Task directions:
Which lines below hold the word "stone"? Report each one.

Spatial localization data
● ● ● ● ● ● ●

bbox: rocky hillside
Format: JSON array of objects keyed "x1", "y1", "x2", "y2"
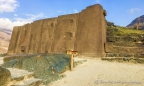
[
  {"x1": 127, "y1": 15, "x2": 144, "y2": 29},
  {"x1": 0, "y1": 29, "x2": 12, "y2": 54}
]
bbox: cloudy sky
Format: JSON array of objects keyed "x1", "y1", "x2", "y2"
[{"x1": 0, "y1": 0, "x2": 144, "y2": 30}]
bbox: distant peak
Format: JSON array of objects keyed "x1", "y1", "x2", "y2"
[{"x1": 127, "y1": 15, "x2": 144, "y2": 29}]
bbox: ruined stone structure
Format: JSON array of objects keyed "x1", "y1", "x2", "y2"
[
  {"x1": 8, "y1": 4, "x2": 107, "y2": 57},
  {"x1": 106, "y1": 26, "x2": 144, "y2": 57}
]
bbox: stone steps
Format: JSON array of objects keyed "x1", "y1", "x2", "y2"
[
  {"x1": 7, "y1": 68, "x2": 45, "y2": 86},
  {"x1": 113, "y1": 46, "x2": 144, "y2": 53},
  {"x1": 106, "y1": 53, "x2": 144, "y2": 57},
  {"x1": 102, "y1": 57, "x2": 144, "y2": 63}
]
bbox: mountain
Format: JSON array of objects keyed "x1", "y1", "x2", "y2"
[
  {"x1": 0, "y1": 28, "x2": 12, "y2": 54},
  {"x1": 127, "y1": 15, "x2": 144, "y2": 29}
]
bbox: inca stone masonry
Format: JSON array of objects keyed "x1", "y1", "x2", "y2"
[{"x1": 8, "y1": 4, "x2": 107, "y2": 57}]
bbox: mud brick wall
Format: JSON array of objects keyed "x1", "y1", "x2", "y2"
[{"x1": 8, "y1": 4, "x2": 107, "y2": 57}]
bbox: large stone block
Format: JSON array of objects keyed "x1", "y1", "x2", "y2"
[
  {"x1": 39, "y1": 18, "x2": 57, "y2": 53},
  {"x1": 7, "y1": 26, "x2": 21, "y2": 55},
  {"x1": 28, "y1": 20, "x2": 43, "y2": 54},
  {"x1": 51, "y1": 14, "x2": 78, "y2": 53},
  {"x1": 12, "y1": 24, "x2": 32, "y2": 54},
  {"x1": 75, "y1": 4, "x2": 106, "y2": 56}
]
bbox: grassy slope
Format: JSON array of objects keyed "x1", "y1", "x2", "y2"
[{"x1": 108, "y1": 26, "x2": 144, "y2": 36}]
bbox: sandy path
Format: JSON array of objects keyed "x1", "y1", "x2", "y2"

● ● ● ● ● ● ●

Exercise response:
bbox: ruined stone structure
bbox: stone steps
bbox: inca stone masonry
bbox: large stone block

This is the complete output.